## Given exercise
Copy out the rows word for word, starting at the very beginning and ending at the line containing "emit: one SVG", with both ends included.

## Source records

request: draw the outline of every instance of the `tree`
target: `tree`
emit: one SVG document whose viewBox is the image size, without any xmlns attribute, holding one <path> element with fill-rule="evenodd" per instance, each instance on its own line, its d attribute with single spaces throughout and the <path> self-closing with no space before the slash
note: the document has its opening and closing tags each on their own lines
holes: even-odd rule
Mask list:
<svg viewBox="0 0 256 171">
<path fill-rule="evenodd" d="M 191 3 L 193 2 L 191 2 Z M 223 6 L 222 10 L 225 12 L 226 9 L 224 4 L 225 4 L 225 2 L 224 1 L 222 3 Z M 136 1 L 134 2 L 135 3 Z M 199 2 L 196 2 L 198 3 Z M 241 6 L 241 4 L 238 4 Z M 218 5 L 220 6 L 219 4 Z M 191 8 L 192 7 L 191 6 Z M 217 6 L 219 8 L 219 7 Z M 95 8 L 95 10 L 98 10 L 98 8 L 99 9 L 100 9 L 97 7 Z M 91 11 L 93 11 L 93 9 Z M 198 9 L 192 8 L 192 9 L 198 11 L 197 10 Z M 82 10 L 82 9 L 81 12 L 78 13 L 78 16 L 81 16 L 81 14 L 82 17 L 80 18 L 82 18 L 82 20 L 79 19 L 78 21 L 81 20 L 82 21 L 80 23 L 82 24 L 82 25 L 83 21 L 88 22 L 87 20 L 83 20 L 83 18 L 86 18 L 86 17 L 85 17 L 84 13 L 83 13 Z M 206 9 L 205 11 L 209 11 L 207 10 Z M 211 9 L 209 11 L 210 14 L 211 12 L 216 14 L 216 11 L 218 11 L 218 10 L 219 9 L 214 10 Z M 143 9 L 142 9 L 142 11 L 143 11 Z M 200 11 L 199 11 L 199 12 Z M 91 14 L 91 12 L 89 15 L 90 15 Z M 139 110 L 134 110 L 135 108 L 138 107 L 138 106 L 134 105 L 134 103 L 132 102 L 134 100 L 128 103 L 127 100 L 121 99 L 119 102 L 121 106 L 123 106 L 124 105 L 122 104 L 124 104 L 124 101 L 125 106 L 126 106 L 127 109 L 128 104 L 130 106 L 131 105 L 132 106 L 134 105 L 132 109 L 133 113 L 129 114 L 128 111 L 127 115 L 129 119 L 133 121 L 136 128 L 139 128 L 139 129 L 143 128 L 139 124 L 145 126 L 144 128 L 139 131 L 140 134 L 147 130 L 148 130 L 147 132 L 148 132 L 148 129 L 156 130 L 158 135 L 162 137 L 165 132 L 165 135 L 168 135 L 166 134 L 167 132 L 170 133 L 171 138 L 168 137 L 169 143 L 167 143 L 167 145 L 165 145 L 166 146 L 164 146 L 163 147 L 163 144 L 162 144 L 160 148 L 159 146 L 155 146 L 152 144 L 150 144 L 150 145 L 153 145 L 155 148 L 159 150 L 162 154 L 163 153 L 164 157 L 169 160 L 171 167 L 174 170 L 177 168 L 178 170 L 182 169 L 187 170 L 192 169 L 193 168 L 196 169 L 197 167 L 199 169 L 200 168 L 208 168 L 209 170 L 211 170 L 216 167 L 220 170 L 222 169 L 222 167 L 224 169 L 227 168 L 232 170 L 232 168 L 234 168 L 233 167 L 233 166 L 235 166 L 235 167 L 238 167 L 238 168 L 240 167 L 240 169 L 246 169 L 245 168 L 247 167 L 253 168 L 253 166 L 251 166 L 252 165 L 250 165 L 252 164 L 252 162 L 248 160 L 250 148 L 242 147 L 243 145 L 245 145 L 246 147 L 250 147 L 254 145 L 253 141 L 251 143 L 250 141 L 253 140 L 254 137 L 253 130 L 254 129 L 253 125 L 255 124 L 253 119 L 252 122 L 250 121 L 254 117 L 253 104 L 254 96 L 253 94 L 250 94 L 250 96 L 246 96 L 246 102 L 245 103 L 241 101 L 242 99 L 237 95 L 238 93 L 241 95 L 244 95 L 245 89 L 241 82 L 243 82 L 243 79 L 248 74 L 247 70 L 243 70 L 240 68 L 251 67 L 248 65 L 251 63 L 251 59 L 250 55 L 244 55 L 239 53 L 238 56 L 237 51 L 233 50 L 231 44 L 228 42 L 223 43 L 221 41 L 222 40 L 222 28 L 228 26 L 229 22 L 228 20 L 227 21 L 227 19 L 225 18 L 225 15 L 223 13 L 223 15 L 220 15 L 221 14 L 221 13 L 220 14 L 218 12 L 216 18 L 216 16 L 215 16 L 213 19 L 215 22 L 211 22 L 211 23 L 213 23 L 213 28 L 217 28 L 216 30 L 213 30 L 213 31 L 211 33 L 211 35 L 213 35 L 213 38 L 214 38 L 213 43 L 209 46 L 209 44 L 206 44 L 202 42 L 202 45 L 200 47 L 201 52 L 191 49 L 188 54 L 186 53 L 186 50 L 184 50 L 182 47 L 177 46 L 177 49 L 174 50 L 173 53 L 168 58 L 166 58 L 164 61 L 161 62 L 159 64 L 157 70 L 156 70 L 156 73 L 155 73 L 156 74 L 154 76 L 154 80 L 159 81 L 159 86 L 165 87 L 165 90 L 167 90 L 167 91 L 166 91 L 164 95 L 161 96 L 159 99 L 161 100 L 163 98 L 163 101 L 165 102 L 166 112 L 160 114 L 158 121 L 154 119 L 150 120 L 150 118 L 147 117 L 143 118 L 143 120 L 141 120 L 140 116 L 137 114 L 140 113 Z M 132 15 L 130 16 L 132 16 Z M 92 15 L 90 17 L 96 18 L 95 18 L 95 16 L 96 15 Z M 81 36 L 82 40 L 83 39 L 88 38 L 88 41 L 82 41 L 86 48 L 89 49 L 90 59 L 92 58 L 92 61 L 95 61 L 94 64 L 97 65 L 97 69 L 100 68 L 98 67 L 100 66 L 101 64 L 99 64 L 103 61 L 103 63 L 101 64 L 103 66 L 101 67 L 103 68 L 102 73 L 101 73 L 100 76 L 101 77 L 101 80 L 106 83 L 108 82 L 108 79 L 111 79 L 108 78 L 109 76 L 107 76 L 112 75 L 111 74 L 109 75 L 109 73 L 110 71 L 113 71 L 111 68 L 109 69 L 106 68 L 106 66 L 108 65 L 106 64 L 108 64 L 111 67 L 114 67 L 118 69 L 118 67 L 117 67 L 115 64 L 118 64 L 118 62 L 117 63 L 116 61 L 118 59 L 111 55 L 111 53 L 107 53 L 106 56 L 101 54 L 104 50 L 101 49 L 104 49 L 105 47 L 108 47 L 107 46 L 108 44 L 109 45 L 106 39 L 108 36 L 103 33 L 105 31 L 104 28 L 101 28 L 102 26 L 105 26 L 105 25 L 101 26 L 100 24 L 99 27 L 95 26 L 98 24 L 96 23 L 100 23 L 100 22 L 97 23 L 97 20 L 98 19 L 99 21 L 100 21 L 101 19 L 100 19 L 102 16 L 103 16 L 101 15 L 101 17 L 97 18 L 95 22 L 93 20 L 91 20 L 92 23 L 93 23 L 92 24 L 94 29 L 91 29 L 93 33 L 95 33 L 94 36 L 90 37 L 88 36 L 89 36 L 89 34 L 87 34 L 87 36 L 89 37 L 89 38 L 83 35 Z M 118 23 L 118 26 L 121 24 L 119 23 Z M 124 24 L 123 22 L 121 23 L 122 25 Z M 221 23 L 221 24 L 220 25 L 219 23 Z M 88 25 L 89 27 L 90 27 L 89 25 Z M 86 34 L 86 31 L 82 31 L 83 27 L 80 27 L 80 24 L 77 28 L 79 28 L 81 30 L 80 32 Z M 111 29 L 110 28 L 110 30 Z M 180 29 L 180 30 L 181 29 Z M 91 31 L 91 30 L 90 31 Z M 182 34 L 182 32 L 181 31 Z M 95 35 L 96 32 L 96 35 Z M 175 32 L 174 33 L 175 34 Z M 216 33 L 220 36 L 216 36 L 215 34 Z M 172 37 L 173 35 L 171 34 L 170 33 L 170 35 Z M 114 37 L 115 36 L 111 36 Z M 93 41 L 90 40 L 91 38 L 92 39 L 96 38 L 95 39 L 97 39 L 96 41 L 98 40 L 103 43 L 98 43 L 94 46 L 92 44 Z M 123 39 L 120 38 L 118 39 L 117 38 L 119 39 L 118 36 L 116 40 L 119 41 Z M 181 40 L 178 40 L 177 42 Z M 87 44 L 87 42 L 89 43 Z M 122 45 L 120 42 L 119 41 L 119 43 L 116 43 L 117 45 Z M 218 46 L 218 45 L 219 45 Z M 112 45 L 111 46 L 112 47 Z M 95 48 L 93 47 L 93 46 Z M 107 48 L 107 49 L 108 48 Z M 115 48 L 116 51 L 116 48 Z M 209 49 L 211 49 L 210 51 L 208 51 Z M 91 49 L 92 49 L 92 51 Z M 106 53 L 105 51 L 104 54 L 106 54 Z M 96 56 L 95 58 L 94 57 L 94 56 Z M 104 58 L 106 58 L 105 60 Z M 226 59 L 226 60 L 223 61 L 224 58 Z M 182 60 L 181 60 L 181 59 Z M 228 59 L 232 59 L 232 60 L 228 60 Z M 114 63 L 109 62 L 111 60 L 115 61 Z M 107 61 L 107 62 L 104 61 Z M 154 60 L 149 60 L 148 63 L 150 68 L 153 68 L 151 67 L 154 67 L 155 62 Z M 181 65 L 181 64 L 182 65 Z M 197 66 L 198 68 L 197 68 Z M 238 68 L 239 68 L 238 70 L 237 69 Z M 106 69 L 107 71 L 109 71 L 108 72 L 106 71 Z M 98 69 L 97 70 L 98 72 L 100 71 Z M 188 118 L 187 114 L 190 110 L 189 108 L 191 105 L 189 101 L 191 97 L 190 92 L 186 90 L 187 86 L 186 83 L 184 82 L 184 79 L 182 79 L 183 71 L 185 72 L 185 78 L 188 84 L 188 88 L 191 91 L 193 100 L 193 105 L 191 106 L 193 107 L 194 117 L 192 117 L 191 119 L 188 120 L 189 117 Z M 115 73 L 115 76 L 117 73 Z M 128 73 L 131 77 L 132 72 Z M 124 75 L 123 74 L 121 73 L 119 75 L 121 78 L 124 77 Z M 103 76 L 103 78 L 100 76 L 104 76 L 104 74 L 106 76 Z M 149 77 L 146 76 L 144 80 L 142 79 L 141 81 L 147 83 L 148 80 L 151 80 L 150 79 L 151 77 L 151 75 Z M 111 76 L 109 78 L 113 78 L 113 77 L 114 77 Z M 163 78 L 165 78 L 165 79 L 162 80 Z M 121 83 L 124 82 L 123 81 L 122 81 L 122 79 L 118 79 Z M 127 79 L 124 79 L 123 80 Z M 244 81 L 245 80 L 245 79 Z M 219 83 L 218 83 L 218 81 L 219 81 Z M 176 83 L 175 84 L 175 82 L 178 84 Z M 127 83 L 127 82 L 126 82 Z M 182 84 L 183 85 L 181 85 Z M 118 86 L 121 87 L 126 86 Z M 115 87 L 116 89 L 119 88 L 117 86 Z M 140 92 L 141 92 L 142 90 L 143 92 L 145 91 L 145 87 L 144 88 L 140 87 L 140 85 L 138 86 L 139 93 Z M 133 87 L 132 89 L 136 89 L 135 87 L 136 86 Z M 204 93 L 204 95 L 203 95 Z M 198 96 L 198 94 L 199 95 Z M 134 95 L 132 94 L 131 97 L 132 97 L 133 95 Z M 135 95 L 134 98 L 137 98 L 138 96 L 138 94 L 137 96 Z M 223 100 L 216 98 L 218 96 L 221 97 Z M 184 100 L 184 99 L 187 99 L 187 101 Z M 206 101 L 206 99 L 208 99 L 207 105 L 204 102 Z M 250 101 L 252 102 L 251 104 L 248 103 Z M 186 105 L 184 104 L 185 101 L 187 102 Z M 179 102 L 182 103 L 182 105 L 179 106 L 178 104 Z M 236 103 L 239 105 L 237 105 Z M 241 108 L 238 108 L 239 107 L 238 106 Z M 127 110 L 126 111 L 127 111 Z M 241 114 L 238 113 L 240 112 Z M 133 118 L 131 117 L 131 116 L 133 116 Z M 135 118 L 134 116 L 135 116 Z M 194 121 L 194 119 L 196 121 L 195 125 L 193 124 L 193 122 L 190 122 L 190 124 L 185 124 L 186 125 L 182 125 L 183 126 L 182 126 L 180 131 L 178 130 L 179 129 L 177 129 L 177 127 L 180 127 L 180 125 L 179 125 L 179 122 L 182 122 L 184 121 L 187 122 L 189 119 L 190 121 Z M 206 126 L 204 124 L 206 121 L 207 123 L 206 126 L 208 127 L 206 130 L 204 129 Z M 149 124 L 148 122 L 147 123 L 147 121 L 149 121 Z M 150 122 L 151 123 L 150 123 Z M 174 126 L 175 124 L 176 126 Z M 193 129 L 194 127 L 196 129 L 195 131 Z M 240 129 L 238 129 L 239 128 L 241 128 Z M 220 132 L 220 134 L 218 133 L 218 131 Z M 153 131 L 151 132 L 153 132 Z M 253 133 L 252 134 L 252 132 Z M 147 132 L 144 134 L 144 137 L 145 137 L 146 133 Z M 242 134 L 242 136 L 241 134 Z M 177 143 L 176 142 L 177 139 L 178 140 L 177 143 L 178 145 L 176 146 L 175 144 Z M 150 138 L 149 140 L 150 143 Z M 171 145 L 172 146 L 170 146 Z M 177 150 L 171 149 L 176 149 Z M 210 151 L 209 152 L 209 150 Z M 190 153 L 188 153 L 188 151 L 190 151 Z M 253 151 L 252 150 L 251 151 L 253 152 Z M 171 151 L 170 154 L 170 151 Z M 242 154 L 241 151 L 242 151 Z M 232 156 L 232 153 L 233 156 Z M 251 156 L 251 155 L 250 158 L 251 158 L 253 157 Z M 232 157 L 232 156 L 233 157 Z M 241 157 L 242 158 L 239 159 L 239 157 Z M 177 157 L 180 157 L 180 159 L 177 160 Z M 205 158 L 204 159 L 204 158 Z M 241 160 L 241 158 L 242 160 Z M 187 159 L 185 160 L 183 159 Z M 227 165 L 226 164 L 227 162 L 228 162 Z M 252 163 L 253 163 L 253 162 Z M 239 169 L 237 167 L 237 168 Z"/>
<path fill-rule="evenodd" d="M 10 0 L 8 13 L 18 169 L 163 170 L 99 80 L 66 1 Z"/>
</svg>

## Complete output
request: draw the outline of every instance of the `tree`
target: `tree`
emit: one SVG document whose viewBox is the image size, without any xmlns attribute, holding one <path> element with fill-rule="evenodd" per instance, each instance on its own line, its d attribute with single spaces throughout and the <path> self-closing with no space before the slash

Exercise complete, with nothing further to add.